# What you are asked to do
Repeat the full listing exactly.

▶

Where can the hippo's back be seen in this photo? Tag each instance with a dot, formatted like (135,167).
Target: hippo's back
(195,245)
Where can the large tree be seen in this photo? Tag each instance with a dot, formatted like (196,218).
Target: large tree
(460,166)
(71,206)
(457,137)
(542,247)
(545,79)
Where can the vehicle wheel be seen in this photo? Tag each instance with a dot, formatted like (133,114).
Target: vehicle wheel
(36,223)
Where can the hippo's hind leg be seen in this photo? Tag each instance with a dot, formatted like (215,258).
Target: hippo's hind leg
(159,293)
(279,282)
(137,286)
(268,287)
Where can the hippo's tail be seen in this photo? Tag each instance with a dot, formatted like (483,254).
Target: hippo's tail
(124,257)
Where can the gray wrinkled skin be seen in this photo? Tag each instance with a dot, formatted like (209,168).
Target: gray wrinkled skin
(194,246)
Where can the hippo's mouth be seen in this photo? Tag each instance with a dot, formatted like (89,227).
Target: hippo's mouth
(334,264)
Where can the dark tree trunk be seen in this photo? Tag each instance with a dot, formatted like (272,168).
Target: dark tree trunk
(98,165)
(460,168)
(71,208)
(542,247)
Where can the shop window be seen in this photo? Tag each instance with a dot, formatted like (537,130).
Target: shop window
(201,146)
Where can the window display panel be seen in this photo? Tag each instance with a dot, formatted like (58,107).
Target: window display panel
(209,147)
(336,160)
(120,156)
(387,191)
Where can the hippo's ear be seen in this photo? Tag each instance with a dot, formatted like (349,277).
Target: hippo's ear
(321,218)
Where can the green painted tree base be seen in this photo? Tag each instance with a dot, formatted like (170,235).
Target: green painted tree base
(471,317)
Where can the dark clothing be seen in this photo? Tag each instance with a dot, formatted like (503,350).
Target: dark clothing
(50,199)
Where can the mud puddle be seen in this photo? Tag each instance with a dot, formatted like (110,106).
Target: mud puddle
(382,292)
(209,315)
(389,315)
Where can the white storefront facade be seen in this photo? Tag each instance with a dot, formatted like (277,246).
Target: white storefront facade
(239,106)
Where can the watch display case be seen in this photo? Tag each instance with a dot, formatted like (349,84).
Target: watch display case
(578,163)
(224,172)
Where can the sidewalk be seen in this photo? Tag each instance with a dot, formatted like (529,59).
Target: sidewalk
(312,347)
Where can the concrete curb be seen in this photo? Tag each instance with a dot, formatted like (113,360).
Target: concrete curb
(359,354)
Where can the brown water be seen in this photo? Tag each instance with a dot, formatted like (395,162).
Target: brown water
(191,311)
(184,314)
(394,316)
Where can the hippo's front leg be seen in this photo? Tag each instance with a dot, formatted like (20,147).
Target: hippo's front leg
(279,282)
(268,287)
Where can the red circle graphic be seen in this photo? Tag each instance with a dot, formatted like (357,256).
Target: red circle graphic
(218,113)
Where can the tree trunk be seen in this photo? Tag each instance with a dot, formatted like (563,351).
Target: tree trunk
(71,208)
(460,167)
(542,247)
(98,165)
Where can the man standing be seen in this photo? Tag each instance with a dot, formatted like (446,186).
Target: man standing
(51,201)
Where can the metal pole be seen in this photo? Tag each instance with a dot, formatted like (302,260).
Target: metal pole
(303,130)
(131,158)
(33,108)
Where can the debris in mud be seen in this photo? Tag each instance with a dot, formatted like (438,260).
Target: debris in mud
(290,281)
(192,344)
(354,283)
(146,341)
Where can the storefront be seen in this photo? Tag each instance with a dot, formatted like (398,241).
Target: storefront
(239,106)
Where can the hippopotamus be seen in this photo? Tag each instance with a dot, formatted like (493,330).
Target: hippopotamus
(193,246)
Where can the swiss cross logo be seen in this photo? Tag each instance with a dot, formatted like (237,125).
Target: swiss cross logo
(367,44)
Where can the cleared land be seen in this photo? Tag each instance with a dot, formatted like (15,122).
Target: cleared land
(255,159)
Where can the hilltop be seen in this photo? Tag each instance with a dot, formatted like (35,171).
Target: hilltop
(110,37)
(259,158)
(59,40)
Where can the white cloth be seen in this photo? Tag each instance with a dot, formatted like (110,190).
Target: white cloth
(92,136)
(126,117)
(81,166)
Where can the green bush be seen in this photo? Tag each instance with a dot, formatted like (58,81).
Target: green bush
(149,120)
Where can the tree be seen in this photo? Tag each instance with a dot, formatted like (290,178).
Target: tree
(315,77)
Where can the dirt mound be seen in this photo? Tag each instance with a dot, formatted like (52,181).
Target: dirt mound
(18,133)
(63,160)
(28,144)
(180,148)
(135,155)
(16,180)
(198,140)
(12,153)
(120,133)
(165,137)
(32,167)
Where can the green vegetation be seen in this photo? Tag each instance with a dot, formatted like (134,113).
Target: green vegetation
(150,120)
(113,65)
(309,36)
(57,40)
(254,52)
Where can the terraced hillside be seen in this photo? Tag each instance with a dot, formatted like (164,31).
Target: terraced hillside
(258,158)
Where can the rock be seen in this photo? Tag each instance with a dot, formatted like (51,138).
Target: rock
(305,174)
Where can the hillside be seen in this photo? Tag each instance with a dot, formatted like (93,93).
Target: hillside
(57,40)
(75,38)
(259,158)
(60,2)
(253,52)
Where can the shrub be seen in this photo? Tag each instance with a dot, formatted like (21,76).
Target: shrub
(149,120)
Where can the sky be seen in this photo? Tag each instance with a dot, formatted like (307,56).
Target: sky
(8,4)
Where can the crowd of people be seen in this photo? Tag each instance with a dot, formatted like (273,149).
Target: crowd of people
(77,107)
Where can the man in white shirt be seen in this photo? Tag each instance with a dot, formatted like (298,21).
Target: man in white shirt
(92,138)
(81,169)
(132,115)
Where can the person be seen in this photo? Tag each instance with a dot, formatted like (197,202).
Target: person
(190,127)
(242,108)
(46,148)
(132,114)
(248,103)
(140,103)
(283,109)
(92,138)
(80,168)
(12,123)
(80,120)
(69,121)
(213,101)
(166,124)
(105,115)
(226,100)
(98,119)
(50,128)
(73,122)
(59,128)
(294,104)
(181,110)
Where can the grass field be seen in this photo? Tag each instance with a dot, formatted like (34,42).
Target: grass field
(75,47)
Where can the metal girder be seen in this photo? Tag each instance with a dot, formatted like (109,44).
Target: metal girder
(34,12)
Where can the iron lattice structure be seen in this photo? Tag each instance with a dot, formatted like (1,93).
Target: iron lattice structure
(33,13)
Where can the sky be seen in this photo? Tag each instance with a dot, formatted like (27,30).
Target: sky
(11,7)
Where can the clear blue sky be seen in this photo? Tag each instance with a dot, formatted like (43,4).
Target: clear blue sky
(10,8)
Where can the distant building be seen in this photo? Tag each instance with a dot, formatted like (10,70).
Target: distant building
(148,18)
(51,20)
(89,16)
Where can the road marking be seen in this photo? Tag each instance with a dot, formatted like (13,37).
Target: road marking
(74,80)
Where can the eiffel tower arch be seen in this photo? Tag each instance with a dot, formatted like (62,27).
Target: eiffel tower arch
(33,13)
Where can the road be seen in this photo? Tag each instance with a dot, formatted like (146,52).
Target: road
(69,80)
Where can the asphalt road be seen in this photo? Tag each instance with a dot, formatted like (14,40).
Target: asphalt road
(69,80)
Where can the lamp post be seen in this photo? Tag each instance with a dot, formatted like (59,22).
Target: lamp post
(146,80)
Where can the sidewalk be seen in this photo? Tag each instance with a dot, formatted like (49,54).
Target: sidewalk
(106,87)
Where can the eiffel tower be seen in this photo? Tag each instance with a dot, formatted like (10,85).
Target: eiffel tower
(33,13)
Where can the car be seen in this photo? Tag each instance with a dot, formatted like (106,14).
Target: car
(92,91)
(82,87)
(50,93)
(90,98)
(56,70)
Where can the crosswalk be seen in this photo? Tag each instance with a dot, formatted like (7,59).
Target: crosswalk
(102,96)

◀

# Solution
Where can the hippo's back be seen in this photo? Tag each instance with a dot, formatted like (135,167).
Target: hippo's back
(195,245)
Where can the large tree be seen in this photo? Tag each instance with a dot, formatted like (196,218).
Target: large tree
(460,166)
(71,206)
(457,137)
(542,247)
(545,79)
Where can the vehicle wheel be seen in this photo? Tag each instance with a dot, formatted like (133,114).
Target: vehicle wheel
(36,223)
Where can the hippo's hind leg be seen in this photo? Tag each instance with a dot, formatted like (215,258).
Target: hippo's hind leg
(159,293)
(279,282)
(137,286)
(268,287)
Where can the hippo's tail be seen in this photo? Tag each instance with a dot, formatted like (483,254).
Target: hippo's tail
(124,257)
Where can the gray wrinkled skin be seen in this photo? Tag each instance with a dot, formatted like (209,168).
Target: gray wrinkled skin
(194,246)
Where can the hippo's mouth be seen in this photo? Tag each instance with a dot, formatted like (89,227).
Target: hippo's mouth
(334,264)
Where can the dark tree trunk be seen in this photo? Tag each instance with a dot, formatted like (272,168).
Target: dark tree trunk
(98,165)
(460,168)
(71,208)
(542,247)
Where can the shop window be seen in this photo? Tag each instance with a dot, formatted like (537,130).
Target: shop window
(201,146)
Where can the window display panel be seen in this photo? Tag each instance with a dot, formatted like (58,107).
Target: window display panel
(209,147)
(336,160)
(120,156)
(387,191)
Where can the hippo's ear be seen in this photo? Tag each instance with a dot, formatted like (349,277).
Target: hippo's ear
(321,218)
Where can the green painted tree base be seen in this photo? Tag each instance with a dot, formatted like (170,235).
Target: green painted tree base
(471,317)
Where can the dark clothing be seen in this photo? Tag each instance with a dot, formatted like (503,350).
Target: dark clothing
(50,199)
Where can the mud puddle be seen in this photo? Tag each instance with a dot, formatted like (110,106).
Target: mud puddle
(382,292)
(209,315)
(389,315)
Where can the white storefront facade be seen in this photo? Tag each instance with a dot, formatted like (277,246).
Target: white storefront facade
(239,106)
Where can the watch display case be seen in this photo? Tag each instance with a dot, formatted like (349,84).
Target: watch display case
(578,163)
(224,172)
Where can the sidewalk be seen in this photo? Tag each instance with a dot, formatted like (529,59).
Target: sidewalk
(312,347)
Where can the concrete curb be seen in this photo? Tag each instance with a dot, formatted like (113,360).
Target: concrete curb
(359,354)
Where can the brown water be seen in this photo? Tag each instance with a dot, formatted like (395,162).
Target: brown water
(191,311)
(184,314)
(394,316)
Where can the hippo's front leg be seen in this photo? Tag each instance with a dot, formatted like (20,147).
Target: hippo's front leg
(279,282)
(268,287)
Where can the red circle graphic be seen in this photo? Tag each instance with a dot, formatted like (357,256).
Target: red circle graphic
(218,113)
Where can the tree trunk be seen in this photo? Tag each instance with a dot, formatted like (563,351).
Target: tree trunk
(71,208)
(460,167)
(542,247)
(98,165)
Where can the man standing be seen in this photo? Tag each instance with a dot, formatted like (446,186).
Target: man standing
(51,201)
Where can the metal pole be seen in this photo? Tag each instance with a dot, formatted like (302,260).
Target: metal pole
(303,130)
(131,158)
(33,108)
Where can the debris in mud be seen in this photo? Tag each instance with a dot, formatted like (438,260).
Target: debris in mud
(290,281)
(192,344)
(354,283)
(146,341)
Where can the storefront be seen in this photo? Tag each instance with a dot, formatted like (398,241).
Target: storefront
(239,106)
Where can the hippopotamus be seen in this photo? Tag each instance with a dot, formatted like (493,330).
Target: hippopotamus
(193,246)
Where can the swiss cross logo be seen in this photo? Tag each instance with a dot, formatted like (237,125).
Target: swiss cross logo
(367,44)
Where can the cleared land be seen in this photo? Tag each instance with a dot, formatted like (15,122).
Target: cleared land
(255,159)
Where can the hilltop be seen in this photo? Tag each instance with a dot, formatted like (35,171).
Target: hilltop
(110,37)
(259,158)
(59,40)
Where can the white cloth be seen in this photo? Tag each instance with a dot, formatted like (110,190).
Target: white cloth
(92,136)
(126,117)
(81,166)
Where can the green bush be seen in this photo? Tag each instance with a dot, formatted like (58,81).
Target: green bush
(149,120)
Where can the tree be seen in this photo? Tag each instance with a dot, formatted like (290,178).
Target: tree
(315,77)
Where can the dirt mound be seen in this photo? Tag each instance with a dot, formatted like (52,181).
Target: dirt mound
(18,133)
(63,160)
(28,144)
(180,148)
(135,155)
(16,180)
(198,140)
(12,153)
(120,133)
(165,137)
(32,167)
Where can the green vegetation be seen in this photo? Tag each instance with a dot, formatted like (134,113).
Target: green vegetation
(150,120)
(113,65)
(309,36)
(57,40)
(254,52)
Where can the terraced hillside be seen in this photo? Tag each instance with a dot, formatted like (164,31).
Target: terraced hillside
(258,158)
Where can the rock be seen in this photo? Tag each instance with a dot, formatted like (51,138).
Target: rock
(305,174)
Where can the hillside be seen in this photo? Tag each instance with a dot, formatted like (93,93).
Target: hillside
(57,40)
(75,38)
(259,158)
(60,2)
(253,52)
Where can the shrub be seen in this photo? Tag each instance with a dot, formatted like (21,76).
Target: shrub
(149,120)
Where can the sky be seen in this photo? Tag each instance with a dot, formatted like (307,56).
Target: sky
(8,4)
Where can the crowd of people be seen in this photo? Tag each instance with a dot, formatted like (273,149).
Target: crowd of people
(77,107)
Where can the man in white shirt be seen in this photo? Tag each instance with a dot, formatted like (298,21).
Target: man in white shirt
(92,138)
(81,169)
(132,115)
Where can the person be seen in this photo? Tag each instance with a dot, formatted like (197,202).
Target: person
(190,127)
(242,108)
(46,148)
(132,114)
(248,103)
(140,103)
(283,109)
(92,138)
(80,168)
(12,123)
(80,120)
(69,121)
(213,101)
(166,124)
(105,115)
(226,100)
(98,119)
(50,128)
(73,122)
(59,128)
(294,104)
(181,110)
Where can the grass field be seen in this photo? Tag each instance with a dot, formatted like (34,42).
Target: grass field
(75,47)
Where can the metal girder be seen in this photo? Tag each instance with a dot, formatted like (109,44).
Target: metal girder
(34,12)
Where can the iron lattice structure be seen in this photo? Tag each instance with a dot, formatted like (1,93).
Target: iron lattice structure
(33,13)
Where can the sky be seen in this photo? Tag each instance with a dot, formatted like (27,30).
Target: sky
(11,7)
Where can the clear blue sky be seen in this photo? Tag each instance with a dot, formatted like (43,4).
Target: clear blue sky
(10,8)
Where can the distant building be seen in this photo? Tag each instance with a dot, formatted like (10,70).
Target: distant building
(148,18)
(51,20)
(89,16)
Where can the road marking be seen in this photo? Tag each instance with a dot, formatted like (13,37).
Target: road marking
(74,80)
Where can the eiffel tower arch be seen in this photo? Tag each instance with a dot, formatted like (62,27).
Target: eiffel tower arch
(33,13)
Where can the road be seen in this photo? Tag each instance with a dot, formatted like (146,52).
Target: road
(69,80)
Where can the asphalt road be seen in this photo? Tag each instance with a dot, formatted like (14,40).
Target: asphalt road
(69,80)
Where can the lamp post be seen in this photo? Tag each instance with a dot, formatted like (59,22).
Target: lamp post
(146,80)
Where can the sidewalk be seen in this photo? Tag each instance with a dot, formatted like (49,54).
Target: sidewalk
(106,87)
Where can the eiffel tower be seen in this photo? Tag each instance with a dot, formatted like (10,85).
Target: eiffel tower
(33,13)
Where can the car be seen in this photo? Tag each instance with a dot, formatted like (106,14).
Target: car
(92,91)
(82,87)
(50,93)
(90,98)
(56,70)
Where can the crosswalk be seen in this photo? Tag each instance with a dot, formatted like (7,59).
Target: crosswalk
(102,96)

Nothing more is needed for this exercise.